REQUIREMENTS >>
Put every line of the items below into a JSON list of strings, one string per line, skipping blank lines and leaving the pictures out.

(Pointing items for named objects)
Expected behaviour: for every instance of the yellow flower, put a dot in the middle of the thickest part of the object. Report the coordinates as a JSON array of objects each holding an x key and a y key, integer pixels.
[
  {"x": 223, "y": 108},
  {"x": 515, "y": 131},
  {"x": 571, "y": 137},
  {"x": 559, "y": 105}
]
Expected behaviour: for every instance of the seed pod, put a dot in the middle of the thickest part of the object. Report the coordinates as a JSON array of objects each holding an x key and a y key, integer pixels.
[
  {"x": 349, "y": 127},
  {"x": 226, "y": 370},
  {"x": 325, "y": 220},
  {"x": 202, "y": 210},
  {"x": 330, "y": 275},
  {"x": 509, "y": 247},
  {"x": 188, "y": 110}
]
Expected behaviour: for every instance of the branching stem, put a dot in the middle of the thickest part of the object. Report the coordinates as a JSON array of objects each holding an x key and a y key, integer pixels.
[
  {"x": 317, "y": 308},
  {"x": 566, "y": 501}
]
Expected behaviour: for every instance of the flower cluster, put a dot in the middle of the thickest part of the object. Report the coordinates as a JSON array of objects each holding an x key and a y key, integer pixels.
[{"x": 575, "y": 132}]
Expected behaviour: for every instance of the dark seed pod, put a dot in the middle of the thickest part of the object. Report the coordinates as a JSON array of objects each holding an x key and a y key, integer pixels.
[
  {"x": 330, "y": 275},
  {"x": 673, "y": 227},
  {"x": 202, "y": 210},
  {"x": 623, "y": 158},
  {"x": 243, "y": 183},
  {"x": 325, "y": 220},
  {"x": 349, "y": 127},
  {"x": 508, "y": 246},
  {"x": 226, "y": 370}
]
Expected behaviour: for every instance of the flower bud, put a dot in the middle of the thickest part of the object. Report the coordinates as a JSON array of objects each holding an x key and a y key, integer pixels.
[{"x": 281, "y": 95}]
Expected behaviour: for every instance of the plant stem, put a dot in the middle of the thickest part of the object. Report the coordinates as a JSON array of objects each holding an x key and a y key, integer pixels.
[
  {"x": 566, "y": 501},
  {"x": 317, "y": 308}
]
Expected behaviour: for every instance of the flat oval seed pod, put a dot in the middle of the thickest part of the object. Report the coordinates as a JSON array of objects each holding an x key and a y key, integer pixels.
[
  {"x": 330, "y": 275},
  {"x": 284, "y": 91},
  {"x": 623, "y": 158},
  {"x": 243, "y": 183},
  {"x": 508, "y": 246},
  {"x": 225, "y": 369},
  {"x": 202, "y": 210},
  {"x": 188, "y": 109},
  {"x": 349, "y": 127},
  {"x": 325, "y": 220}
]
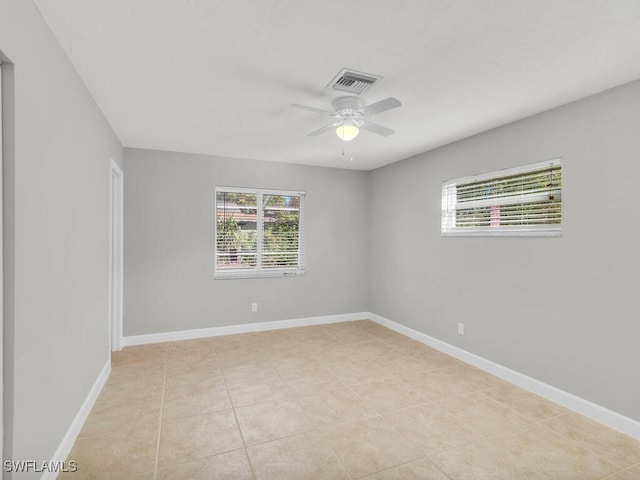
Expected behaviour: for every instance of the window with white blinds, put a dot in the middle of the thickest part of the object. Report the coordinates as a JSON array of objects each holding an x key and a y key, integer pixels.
[
  {"x": 259, "y": 233},
  {"x": 519, "y": 201}
]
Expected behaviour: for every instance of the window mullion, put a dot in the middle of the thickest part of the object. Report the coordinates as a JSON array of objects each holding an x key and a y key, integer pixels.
[{"x": 260, "y": 231}]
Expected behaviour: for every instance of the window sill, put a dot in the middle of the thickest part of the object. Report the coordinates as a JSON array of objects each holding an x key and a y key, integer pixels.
[{"x": 238, "y": 274}]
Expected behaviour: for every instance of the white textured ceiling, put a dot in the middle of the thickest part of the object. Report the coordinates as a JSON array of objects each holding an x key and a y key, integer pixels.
[{"x": 218, "y": 77}]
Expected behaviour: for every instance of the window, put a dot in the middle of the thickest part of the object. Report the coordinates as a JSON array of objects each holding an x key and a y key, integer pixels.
[
  {"x": 518, "y": 201},
  {"x": 259, "y": 233}
]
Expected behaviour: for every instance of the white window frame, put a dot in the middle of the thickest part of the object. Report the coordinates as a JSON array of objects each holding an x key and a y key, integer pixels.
[
  {"x": 449, "y": 205},
  {"x": 259, "y": 271}
]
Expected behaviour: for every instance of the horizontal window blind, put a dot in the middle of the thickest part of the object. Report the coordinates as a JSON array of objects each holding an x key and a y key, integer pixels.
[
  {"x": 259, "y": 233},
  {"x": 521, "y": 201}
]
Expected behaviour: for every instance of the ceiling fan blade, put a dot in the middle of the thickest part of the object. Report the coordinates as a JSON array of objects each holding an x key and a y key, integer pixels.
[
  {"x": 311, "y": 109},
  {"x": 375, "y": 128},
  {"x": 381, "y": 106},
  {"x": 320, "y": 131}
]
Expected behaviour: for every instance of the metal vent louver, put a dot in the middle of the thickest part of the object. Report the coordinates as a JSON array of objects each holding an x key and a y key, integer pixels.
[{"x": 353, "y": 82}]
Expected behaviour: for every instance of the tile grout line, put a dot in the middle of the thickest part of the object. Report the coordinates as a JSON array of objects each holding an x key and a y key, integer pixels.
[
  {"x": 164, "y": 383},
  {"x": 235, "y": 416}
]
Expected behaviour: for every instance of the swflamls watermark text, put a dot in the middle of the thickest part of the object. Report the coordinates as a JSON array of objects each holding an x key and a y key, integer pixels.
[{"x": 24, "y": 466}]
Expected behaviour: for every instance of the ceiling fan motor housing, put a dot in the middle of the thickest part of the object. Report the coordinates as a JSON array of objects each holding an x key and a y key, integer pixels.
[{"x": 348, "y": 108}]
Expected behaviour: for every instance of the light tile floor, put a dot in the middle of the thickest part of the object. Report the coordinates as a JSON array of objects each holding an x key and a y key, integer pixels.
[{"x": 341, "y": 401}]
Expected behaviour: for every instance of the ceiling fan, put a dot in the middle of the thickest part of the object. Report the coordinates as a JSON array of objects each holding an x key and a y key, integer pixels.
[{"x": 350, "y": 116}]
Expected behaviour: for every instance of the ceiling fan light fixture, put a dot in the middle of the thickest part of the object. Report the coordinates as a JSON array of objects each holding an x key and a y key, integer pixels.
[{"x": 347, "y": 132}]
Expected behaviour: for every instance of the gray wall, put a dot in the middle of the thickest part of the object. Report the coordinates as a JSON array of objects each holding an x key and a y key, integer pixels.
[
  {"x": 169, "y": 245},
  {"x": 57, "y": 194},
  {"x": 562, "y": 310}
]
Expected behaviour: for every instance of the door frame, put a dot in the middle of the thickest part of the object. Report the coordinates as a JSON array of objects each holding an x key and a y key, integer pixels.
[{"x": 116, "y": 224}]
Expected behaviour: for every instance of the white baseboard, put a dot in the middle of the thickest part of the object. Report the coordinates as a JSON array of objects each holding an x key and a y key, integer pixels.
[
  {"x": 243, "y": 328},
  {"x": 65, "y": 446},
  {"x": 584, "y": 407}
]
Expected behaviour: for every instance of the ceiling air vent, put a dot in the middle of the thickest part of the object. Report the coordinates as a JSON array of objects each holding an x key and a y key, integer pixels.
[{"x": 351, "y": 81}]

SOLUTION >>
[
  "Expected behaviour: for every instance of the yellow flower, put a dot in the middle of the thickest part of the object. Report the coordinates as a JSON array of objects each holding an x key and a y key, integer pixels.",
  "[",
  "  {\"x\": 223, \"y\": 108},",
  "  {\"x\": 515, \"y\": 131},",
  "  {\"x\": 571, \"y\": 137},",
  "  {\"x\": 559, \"y\": 105}",
  "]",
  "Expected behaviour: for every instance of the seed pod, put a dot in the middle of the thickest part of the object. Report the coordinates as a JSON array of objects each holding an x key and a y key, integer pixels.",
  "[",
  "  {\"x\": 349, \"y\": 127},",
  "  {\"x\": 226, \"y\": 370},",
  "  {\"x\": 325, \"y\": 220},",
  "  {\"x\": 202, \"y\": 210},",
  "  {\"x\": 330, \"y\": 275},",
  "  {\"x\": 509, \"y\": 247},",
  "  {\"x\": 188, \"y\": 110}",
  "]",
  "Expected behaviour: for every instance of the branching stem, put a dot in the middle of the thickest part of the object. Report the coordinates as a JSON array of objects each holding an x key and a y key, integer pixels.",
  "[",
  "  {\"x\": 317, \"y\": 308},",
  "  {\"x\": 566, \"y\": 501}",
  "]",
  "Expected behaviour: for every instance of the flower cluster, put a dot in the middle of the thickest part of the object. Report the coordinates as a JSON array of objects each holding an x key and a y key, integer pixels.",
  "[{\"x\": 575, \"y\": 132}]",
  "Expected behaviour: for every instance of the dark seed pod, put a dot in the middle of the thickest part of the object. Report the coordinates as a JSON array of objects each holding an x key and a y key, integer pixels.",
  "[",
  "  {\"x\": 330, \"y\": 275},",
  "  {\"x\": 673, \"y\": 227},",
  "  {\"x\": 202, \"y\": 210},",
  "  {\"x\": 623, \"y\": 158},",
  "  {\"x\": 243, \"y\": 183},",
  "  {\"x\": 325, \"y\": 220},",
  "  {\"x\": 349, \"y\": 127},",
  "  {\"x\": 508, \"y\": 246},",
  "  {\"x\": 226, \"y\": 370}",
  "]",
  "Expected behaviour: for every instance of the flower bud, put a dot in the middle of the thickest part of the object. Report the coordinates as a JSON array of objects each holding an x key and a y key, integer pixels.",
  "[{\"x\": 281, \"y\": 95}]",
  "Expected behaviour: for every instance of the plant stem, put a dot in the middle of the thickest part of the object. Report the coordinates as a JSON array of objects each holding an x key and a y key, integer pixels.",
  "[",
  "  {\"x\": 566, \"y\": 501},",
  "  {\"x\": 317, \"y\": 308}",
  "]",
  "Expected behaviour: for every instance of the flat oval seed pod, put a dot in the middle of the thickest part of the object. Report the coordinates as a JSON array of objects each holding an x key and a y key, integer pixels.",
  "[",
  "  {\"x\": 330, \"y\": 275},",
  "  {\"x\": 284, \"y\": 91},",
  "  {\"x\": 623, \"y\": 158},",
  "  {\"x\": 243, \"y\": 183},",
  "  {\"x\": 508, \"y\": 246},",
  "  {\"x\": 225, \"y\": 369},",
  "  {\"x\": 202, \"y\": 210},",
  "  {\"x\": 188, \"y\": 109},",
  "  {\"x\": 349, \"y\": 127},",
  "  {\"x\": 325, \"y\": 220}",
  "]",
  "Expected behaviour: for every instance of the window with white blinds, put a dot in the middle of the thickest part of the object. Report the coordinates as a JSON array of objects each holding an x key and a y key, integer pixels.",
  "[",
  "  {\"x\": 259, \"y\": 233},",
  "  {\"x\": 519, \"y\": 201}",
  "]",
  "Expected behaviour: for every instance of the window mullion, put a dot in the middle of the thickest part of the object. Report the coordinates as a JSON array of objects each holding an x key and a y key, integer pixels.",
  "[{\"x\": 260, \"y\": 231}]",
  "Expected behaviour: for every instance of the window sill, put a dot in the middle of the thickest part of the object. Report the coordinates as a JSON array of objects each holding an x key and a y key, integer pixels.",
  "[{\"x\": 238, \"y\": 274}]",
  "Expected behaviour: for every instance of the white textured ceiling, put a dot in the middle of the thickest part of the object. Report the coordinates as a JSON array of objects each holding an x key and a y key, integer pixels.",
  "[{\"x\": 218, \"y\": 77}]",
  "Expected behaviour: for every instance of the window, put a dot in the middle of the thickest part of the object. Report the coordinates as a JSON array of objects each holding an x key and a y key, integer pixels.",
  "[",
  "  {\"x\": 518, \"y\": 201},",
  "  {\"x\": 259, \"y\": 233}",
  "]",
  "Expected behaviour: for every instance of the white window frame, put a dot in the middle of the thickest part of the object. Report the coordinates as a JSON array of objects each holding an x key and a y key, integer pixels.",
  "[",
  "  {\"x\": 449, \"y\": 205},",
  "  {\"x\": 259, \"y\": 271}",
  "]",
  "Expected behaviour: for every instance of the horizontal window blind, put a dot in the middle of the thickest part of the object. Report the coordinates as a JSON array of objects each holding an x key and a y key, integer pixels.",
  "[",
  "  {\"x\": 259, \"y\": 233},",
  "  {\"x\": 521, \"y\": 201}",
  "]",
  "Expected behaviour: for every instance of the ceiling fan blade, put a dot in the middle of the thickest part of the object. Report the coordinates as a JSON array of objects each holding an x key and a y key, integer pixels.",
  "[",
  "  {\"x\": 311, \"y\": 109},",
  "  {\"x\": 375, \"y\": 128},",
  "  {\"x\": 381, \"y\": 106},",
  "  {\"x\": 320, \"y\": 131}",
  "]",
  "Expected behaviour: for every instance of the metal vent louver, put a dot in the middle of the thickest part of the object. Report the coordinates as a JSON array of objects each holding an x key and a y key, integer pixels.",
  "[{\"x\": 353, \"y\": 82}]",
  "Expected behaviour: for every instance of the tile grout line, put a dot in the middle of the thickest part of the object. Report the coordinates as a JSON array of objects each holding an x key and a y key, integer pixels.",
  "[",
  "  {\"x\": 164, \"y\": 383},",
  "  {\"x\": 235, \"y\": 416}",
  "]",
  "Expected behaviour: for every instance of the swflamls watermark text, put a dot in the middle of the thickest part of the object. Report the coordinates as a JSON array of objects each holding an x key and a y key, integer pixels.",
  "[{\"x\": 24, \"y\": 466}]",
  "Expected behaviour: for every instance of the ceiling fan motor housing, put a dot in the middle of the thickest part of the object. Report the coordinates as a JSON array of objects each holding an x key and a y key, integer pixels.",
  "[{\"x\": 348, \"y\": 108}]",
  "Expected behaviour: for every instance of the light tile floor, put a dot in the middle of the thickest part of the object. Report the coordinates as a JSON array of objects each holding an x key and a y key, integer pixels.",
  "[{\"x\": 341, \"y\": 401}]",
  "Expected behaviour: for every instance of the ceiling fan, put a dot in the middle of the thickest part of the object. Report the coordinates as a JSON array of objects each holding an x key and a y key, integer pixels.",
  "[{\"x\": 350, \"y\": 116}]",
  "Expected behaviour: for every instance of the ceiling fan light fixture, put a dot in the middle of the thickest part of the object. Report the coordinates as a JSON array of objects each holding an x key and a y key, integer pixels.",
  "[{\"x\": 347, \"y\": 132}]",
  "Expected behaviour: for every instance of the gray wall, put a dot in the middle of the thickest part of the object. Report the coordinates as a JSON array of objects each holding an x key and a y key, integer pixels.",
  "[",
  "  {\"x\": 169, \"y\": 245},",
  "  {\"x\": 57, \"y\": 194},",
  "  {\"x\": 562, \"y\": 310}",
  "]",
  "Expected behaviour: for every instance of the door frame, put a dot in the middle of the thickest part of the object. Report the coordinates as a JSON array of objects each holding an x key and a y key, integer pixels.",
  "[{\"x\": 116, \"y\": 224}]",
  "Expected behaviour: for every instance of the white baseboard, put a dot in the middle of the thickest part of the object. Report the coordinates as a JSON array of objects each holding an x key and a y key, integer pixels.",
  "[",
  "  {\"x\": 243, \"y\": 328},",
  "  {\"x\": 65, \"y\": 446},",
  "  {\"x\": 584, \"y\": 407}",
  "]",
  "Expected behaviour: for every instance of the ceiling air vent, put a dot in the middle of the thickest part of the object. Report the coordinates as a JSON array of objects each holding an x key and a y key, integer pixels.",
  "[{\"x\": 351, \"y\": 81}]"
]